---- Excerto

Então quem nos Maias é o João Botelho?
Mais o Ega. Mas nós não inventamos nada, roubamos aos outros todos. O cineasta é um vampiro, vai buscar à literatura, ao teatro, à poesia, às artes abstractas, à arquitectura. O cinema é um ponto de vista. Quando vês um filme do Oliveira, do Pedro Costa, do José Álvaro Morais, desses miúdos novos, do Miguel Gomes, do João Salaviza, há um ponto de vista. As pessoas escolhem. Escolhem um modo de filmar. Não temos mercado, não temos indústria... Quando as pessoas falam de indústria, acho que deviam emigrar para os EUA. Porque ali é que é a indústria; aqui é outra coisa, é o artesanato. É uma coisa que não tem mercado, não tem sentido, mas é um luxo. Não há nenhum filme português que se tenha pago no mercado. Nenhum. O que nos dá uma impotência grande em relação à vida, mas dá-nos uma liberdade que não tem preço. Poder filmar assim Os Maias é um luxo, um privilégio. Outra coisa que aprendi com o senhor Oliveira: uma pessoa deve-se prostituir para arranjar dinheiro para filmar, para vender o filme, mas durante o filme nunca, não se pode interferir na obra. A única imposição que tive [aqui] foi em relação à versão mais curta, para poder fazer quatro sessões por dia e não duas. Quando fiz o Desassossego em Lisboa e no Porto perdi muita gente porque fiz poucas exibições. Mas fiz muito bem na província, nos cine-teatros, à tarde fazia duas sessões para os miúdos das escolas e à noite para os pais, e as pessoas vestiam-se a rigor. Já não via disto há muito tempo. Casacos de pele, os senhores de fato e gravata...
Um acontecimento?
Era um sarau! Uma vez, no Teatro D. Maria II, fui ver o Miserere do Luís Miguel Cintra num dia em que aquilo estava cheio de putos. Um barulho incrível, uma agitação, de repente eles pediram para desligar os telemóveis que ia começar a peça e calaram-se todos. Porque é que não posso ter esta atitude com o cinema? Porque é que o teatro tem esta relação com os espectadores mas no cinema chegam lá para a bandalheira e para as pipocas? Porque é que não posso ter essa dignidade? E criei-a. Agora, saíu-me do pêlo: fiz 160 sessões e estive lá, a apresentar o filme. Portanto, é preciso criar acontecimentos. Não podemos combater a indústria americana, não posso mentir com os filmes. Não posso dizer que isto é um filme americano nem um policial francês ou uma comédia espanhola. Isto é um filme português. É o que é. O cinema não é uma coisa única. E ao criar estas situações encontrei pessoas que não iam ao cinema há dez anos e que foram porque houve um acontecimento. E dá trabalho, mas é bom.

--------
---- Registos listados

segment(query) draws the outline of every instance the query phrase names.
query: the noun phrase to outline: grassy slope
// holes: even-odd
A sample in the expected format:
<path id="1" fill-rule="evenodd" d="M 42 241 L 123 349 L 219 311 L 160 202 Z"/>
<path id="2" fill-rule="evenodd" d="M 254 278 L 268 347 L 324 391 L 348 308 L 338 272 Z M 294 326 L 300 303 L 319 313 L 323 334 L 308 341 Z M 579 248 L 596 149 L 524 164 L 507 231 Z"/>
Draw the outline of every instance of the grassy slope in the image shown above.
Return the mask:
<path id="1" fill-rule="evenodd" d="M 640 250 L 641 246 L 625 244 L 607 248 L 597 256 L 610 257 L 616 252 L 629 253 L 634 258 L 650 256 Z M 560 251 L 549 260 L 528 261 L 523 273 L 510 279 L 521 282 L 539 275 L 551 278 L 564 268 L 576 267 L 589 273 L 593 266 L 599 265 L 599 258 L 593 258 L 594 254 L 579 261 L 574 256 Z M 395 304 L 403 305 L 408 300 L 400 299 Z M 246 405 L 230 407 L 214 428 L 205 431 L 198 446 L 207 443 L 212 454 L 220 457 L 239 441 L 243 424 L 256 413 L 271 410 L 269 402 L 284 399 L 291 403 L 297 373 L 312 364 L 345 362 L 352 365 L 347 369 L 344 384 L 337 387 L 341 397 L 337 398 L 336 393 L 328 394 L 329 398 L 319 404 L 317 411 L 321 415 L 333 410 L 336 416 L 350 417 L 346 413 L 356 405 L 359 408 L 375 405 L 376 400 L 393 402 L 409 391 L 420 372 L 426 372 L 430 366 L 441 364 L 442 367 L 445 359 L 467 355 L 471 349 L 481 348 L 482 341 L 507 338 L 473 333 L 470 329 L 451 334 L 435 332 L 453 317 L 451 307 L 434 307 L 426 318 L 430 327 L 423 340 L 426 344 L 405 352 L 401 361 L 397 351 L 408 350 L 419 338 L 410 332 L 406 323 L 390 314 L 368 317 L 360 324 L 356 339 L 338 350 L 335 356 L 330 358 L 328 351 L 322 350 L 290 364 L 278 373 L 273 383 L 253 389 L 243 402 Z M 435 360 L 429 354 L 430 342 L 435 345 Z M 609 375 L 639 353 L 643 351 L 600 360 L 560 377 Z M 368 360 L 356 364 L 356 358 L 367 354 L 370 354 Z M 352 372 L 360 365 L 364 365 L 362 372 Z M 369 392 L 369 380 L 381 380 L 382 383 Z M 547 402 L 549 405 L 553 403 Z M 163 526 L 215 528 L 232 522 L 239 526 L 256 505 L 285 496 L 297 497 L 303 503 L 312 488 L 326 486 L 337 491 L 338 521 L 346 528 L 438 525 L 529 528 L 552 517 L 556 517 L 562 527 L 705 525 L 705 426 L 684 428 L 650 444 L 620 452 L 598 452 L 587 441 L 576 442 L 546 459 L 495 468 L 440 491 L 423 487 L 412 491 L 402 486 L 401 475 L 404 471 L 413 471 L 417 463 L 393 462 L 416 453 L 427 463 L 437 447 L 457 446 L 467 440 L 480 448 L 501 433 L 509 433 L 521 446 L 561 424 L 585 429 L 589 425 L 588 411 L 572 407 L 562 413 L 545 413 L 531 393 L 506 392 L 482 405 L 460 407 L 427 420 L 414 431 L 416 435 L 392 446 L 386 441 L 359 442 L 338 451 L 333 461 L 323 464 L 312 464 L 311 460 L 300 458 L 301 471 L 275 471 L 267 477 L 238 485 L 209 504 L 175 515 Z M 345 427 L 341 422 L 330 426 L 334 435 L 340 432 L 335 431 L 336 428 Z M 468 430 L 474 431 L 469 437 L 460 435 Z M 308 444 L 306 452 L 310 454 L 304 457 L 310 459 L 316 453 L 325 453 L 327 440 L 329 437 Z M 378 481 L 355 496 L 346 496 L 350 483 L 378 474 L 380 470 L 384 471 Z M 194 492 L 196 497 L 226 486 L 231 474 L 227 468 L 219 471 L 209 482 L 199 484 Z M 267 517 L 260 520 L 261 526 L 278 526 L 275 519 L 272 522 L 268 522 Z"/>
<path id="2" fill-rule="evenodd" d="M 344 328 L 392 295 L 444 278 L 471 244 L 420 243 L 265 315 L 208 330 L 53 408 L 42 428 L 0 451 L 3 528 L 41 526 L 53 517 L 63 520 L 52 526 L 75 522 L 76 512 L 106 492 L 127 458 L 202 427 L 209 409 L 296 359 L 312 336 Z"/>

--------

◆ Exercícios:
- a) Segundo o excerto, qual foi a única imposição feita em relação a Os Maias?
- b) Enumere todos os cineastas cujos filmes, de acordo com o excerto, mostram um ponto de vista.
Os registos não têm qualquer papel nesta tarefa.

◆ Respostas:
- a) Foi a versão mais curta, para poder fazer quatro sessões por dia em vez de duas.

- b) Oliveira, Pedro Costa, José Álvaro Morais, Miguel Gomes e João Salaviza.